REQUIREMENT ->
Copy the entire listing, down to the final line, exactly.

DATA UNDER STUDY ->
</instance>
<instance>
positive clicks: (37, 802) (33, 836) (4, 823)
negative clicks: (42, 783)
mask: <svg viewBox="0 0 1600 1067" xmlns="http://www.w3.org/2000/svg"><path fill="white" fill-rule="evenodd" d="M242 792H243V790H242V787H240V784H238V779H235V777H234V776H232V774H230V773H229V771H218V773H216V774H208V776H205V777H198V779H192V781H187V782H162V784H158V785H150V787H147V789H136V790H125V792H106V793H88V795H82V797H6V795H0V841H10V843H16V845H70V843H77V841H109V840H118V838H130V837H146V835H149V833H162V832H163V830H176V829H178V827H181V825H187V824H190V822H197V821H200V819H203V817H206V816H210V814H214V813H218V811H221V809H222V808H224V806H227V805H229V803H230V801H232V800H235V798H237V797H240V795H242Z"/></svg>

EXERCISE OUTPUT ->
</instance>
<instance>
positive clicks: (37, 802) (33, 836) (4, 823)
negative clicks: (42, 783)
mask: <svg viewBox="0 0 1600 1067" xmlns="http://www.w3.org/2000/svg"><path fill="white" fill-rule="evenodd" d="M242 792H243V790H242V787H240V784H238V779H235V777H234V776H232V774H230V773H229V771H218V773H216V774H208V776H205V777H198V779H192V781H187V782H162V784H158V785H150V787H147V789H136V790H125V792H106V793H88V795H82V797H6V795H0V841H10V843H16V845H70V843H77V841H109V840H118V838H130V837H146V835H149V833H162V832H163V830H176V829H178V827H181V825H187V824H190V822H197V821H200V819H203V817H206V816H210V814H214V813H218V811H221V809H222V808H224V806H227V805H229V803H230V801H232V800H235V798H237V797H240V795H242Z"/></svg>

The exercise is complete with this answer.